## Required task
Can you copy the rows from the line containing "[indicate] the treeline" through the last row, substituting "stony beach" for "rocky shore" and keeping everything else the same? Omit the pictures.

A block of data

---

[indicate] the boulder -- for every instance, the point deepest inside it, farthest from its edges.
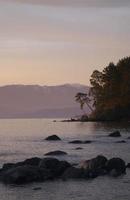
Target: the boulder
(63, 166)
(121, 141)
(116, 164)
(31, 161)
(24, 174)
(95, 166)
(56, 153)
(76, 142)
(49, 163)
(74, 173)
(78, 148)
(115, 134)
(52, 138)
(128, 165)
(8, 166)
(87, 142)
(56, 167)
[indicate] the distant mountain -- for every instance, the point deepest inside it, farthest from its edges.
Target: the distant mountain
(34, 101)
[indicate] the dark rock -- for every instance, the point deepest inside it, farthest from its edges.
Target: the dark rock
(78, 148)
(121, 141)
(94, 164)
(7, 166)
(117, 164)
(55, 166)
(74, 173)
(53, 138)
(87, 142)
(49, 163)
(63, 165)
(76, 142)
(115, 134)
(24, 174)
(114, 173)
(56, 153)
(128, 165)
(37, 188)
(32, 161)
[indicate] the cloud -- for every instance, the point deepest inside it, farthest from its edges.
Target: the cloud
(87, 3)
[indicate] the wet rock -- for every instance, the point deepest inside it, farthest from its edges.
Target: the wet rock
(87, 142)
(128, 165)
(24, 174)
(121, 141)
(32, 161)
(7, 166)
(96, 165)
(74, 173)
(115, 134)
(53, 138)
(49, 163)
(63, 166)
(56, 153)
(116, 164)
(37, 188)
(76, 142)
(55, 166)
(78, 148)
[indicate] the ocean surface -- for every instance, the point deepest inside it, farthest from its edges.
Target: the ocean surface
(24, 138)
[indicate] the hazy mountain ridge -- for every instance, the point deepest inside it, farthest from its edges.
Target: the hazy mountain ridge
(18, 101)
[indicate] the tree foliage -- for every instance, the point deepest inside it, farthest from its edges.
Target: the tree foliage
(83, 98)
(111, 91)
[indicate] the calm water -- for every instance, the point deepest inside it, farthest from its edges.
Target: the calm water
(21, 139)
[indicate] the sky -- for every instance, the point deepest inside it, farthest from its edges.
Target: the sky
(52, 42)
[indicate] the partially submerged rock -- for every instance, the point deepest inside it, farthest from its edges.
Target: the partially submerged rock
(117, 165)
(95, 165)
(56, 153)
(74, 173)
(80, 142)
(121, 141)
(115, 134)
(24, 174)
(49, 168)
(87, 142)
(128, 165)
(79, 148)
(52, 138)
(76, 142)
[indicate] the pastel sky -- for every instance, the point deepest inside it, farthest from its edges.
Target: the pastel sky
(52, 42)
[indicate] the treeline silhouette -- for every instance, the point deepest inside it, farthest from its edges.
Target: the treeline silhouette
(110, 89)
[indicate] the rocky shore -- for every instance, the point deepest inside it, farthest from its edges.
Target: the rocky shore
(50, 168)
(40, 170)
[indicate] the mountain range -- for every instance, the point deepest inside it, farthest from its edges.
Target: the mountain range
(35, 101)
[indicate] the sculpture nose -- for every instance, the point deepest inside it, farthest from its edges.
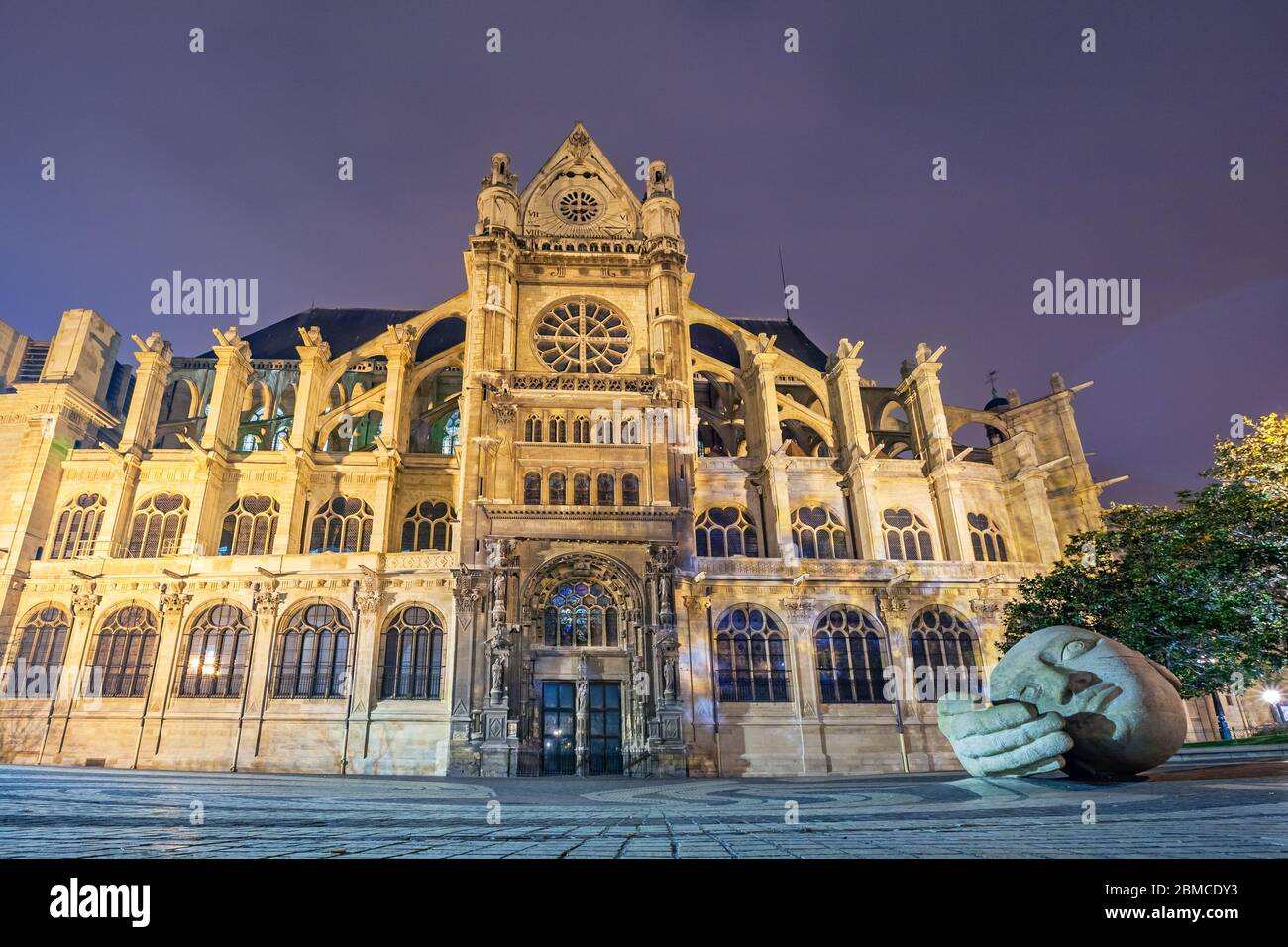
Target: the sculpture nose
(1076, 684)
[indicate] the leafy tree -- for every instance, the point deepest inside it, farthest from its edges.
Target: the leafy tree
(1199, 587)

---

## Complete answer
[indicate] the treeline silhouette -- for every instance, the point deepest inside it, farthest from its edges.
Target: the treeline silhouette
(110, 89)
[indicate] the stony beach -- for every instance, the point deepest inside it, farthest from its edges.
Target: the stony beach
(50, 168)
(40, 170)
[indicate] the mountain range -- for every instance, the point deepest inside it, farthest from its edges.
Target: the mountain range
(35, 101)
[indicate] the sculpture nose -- for every instance, the point deepest inside it, farthest from its edges.
Target: the sculpture nose
(1076, 684)
[indicate] the leafy tree -- for every instance, the point deepest inside it, farthest from its edges.
Target: the leafy tree
(1199, 587)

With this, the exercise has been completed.